(Stored data)
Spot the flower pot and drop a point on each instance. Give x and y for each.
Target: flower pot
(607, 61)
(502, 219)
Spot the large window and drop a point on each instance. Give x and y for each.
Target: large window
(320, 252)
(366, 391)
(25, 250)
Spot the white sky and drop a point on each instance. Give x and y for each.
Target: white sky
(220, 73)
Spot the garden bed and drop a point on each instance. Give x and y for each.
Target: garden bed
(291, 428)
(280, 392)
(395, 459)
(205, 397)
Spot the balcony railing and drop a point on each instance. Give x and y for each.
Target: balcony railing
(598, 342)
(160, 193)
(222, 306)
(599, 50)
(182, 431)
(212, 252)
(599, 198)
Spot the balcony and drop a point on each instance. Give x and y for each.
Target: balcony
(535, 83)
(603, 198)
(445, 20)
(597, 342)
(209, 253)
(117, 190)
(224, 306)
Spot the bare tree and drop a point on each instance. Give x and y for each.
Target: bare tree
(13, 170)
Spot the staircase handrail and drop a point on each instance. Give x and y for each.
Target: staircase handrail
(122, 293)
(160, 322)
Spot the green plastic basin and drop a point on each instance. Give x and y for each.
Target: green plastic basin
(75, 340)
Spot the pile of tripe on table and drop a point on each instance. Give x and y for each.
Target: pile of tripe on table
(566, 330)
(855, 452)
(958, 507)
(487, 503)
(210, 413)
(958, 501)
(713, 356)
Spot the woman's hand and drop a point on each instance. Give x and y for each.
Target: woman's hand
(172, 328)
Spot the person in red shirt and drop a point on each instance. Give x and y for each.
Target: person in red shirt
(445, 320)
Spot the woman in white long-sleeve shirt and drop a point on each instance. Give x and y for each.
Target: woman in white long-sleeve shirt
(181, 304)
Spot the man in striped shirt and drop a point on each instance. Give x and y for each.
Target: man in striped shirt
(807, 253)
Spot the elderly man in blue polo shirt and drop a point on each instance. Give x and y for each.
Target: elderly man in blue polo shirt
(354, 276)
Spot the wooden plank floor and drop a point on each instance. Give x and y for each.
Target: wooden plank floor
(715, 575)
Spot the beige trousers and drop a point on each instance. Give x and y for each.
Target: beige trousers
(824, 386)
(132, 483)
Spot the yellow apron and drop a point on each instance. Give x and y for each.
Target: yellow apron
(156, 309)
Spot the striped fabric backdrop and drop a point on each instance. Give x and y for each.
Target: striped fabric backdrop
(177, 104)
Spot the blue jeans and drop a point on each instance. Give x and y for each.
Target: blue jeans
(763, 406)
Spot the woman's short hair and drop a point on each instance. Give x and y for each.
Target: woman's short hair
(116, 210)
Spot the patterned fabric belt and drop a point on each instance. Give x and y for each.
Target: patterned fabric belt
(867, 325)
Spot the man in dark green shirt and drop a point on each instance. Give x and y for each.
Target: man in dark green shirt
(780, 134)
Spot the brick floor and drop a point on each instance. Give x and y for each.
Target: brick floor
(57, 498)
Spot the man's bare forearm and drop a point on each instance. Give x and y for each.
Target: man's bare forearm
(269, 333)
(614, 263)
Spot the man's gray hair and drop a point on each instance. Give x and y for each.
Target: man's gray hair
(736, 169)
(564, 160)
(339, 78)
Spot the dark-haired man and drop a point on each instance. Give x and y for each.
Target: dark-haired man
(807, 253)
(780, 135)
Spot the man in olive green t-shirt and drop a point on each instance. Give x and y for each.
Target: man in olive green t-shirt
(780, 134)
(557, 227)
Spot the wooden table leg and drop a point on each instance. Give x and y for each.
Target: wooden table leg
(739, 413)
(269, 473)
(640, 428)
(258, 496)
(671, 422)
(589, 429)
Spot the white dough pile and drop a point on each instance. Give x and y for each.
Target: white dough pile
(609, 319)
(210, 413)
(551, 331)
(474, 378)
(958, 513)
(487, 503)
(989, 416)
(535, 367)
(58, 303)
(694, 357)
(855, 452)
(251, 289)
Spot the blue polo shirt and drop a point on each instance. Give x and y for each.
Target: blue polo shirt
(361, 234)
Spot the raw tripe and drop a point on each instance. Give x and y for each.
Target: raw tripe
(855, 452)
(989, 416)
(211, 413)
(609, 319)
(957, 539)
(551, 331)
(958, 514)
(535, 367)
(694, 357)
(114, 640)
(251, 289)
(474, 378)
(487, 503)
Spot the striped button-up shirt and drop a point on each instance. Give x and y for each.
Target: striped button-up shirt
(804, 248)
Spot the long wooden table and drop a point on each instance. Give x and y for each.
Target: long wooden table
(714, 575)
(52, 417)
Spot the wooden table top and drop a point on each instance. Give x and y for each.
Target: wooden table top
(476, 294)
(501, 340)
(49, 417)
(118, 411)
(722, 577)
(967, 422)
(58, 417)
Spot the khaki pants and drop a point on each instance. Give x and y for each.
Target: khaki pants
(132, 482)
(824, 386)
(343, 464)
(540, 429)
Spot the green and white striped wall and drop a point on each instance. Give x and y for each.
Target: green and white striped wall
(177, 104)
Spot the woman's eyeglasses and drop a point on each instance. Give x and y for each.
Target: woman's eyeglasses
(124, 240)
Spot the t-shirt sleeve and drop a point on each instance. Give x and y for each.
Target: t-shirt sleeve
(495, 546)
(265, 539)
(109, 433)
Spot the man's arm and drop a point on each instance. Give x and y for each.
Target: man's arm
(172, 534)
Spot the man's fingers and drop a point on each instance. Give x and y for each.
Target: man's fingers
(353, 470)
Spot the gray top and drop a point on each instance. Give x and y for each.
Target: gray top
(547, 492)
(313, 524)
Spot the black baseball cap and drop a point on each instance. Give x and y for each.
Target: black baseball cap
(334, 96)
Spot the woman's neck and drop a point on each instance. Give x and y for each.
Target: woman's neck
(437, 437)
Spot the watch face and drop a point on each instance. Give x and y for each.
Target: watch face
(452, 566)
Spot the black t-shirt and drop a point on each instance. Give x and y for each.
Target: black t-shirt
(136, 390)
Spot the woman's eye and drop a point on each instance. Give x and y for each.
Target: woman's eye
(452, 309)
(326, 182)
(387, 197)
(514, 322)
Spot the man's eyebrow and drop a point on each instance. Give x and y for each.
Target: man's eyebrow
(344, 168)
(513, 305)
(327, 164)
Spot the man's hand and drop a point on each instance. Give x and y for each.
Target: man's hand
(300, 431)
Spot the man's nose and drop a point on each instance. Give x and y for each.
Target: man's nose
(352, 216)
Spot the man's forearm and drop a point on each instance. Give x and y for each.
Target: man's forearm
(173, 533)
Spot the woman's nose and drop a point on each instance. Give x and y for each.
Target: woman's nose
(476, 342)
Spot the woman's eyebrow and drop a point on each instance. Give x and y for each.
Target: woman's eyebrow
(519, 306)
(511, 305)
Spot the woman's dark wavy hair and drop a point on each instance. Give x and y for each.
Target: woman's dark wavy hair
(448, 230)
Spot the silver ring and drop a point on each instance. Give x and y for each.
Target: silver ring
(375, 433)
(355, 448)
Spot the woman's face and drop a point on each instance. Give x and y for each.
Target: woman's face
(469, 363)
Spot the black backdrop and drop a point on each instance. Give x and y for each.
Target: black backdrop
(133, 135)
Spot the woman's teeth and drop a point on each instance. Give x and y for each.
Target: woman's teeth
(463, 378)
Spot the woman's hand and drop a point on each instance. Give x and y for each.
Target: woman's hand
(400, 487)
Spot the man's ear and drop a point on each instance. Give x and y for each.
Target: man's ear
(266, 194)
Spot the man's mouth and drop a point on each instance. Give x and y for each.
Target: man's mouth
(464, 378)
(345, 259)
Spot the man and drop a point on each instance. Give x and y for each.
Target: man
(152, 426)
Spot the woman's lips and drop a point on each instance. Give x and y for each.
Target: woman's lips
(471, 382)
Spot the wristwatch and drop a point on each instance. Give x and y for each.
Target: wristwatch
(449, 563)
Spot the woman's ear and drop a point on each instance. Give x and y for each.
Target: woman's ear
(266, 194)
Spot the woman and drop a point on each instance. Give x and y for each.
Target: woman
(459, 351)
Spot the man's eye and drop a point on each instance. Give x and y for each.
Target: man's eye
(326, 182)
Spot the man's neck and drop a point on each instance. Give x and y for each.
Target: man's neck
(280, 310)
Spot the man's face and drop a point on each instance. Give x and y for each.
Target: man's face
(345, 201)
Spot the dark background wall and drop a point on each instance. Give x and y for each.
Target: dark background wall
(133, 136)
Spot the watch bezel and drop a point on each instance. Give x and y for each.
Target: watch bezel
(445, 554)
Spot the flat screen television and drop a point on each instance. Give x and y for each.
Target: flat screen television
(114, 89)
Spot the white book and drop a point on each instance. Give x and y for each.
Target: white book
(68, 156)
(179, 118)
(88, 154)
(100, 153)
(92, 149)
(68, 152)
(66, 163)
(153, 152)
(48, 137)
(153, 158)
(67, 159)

What the task asks: Using the entries above, output exactly the lines between the line holding "Target: brick floor" and the line holding "Spot the man's gray", end lines included, and nothing more.

Exercise output:
Target: brick floor
(57, 498)
Spot the man's bare forearm and drop a point on each instance. Give x and y for each.
Target: man's bare forearm
(269, 333)
(614, 263)
Spot the man's gray hair and drop a point on each instance. Give x and y for each.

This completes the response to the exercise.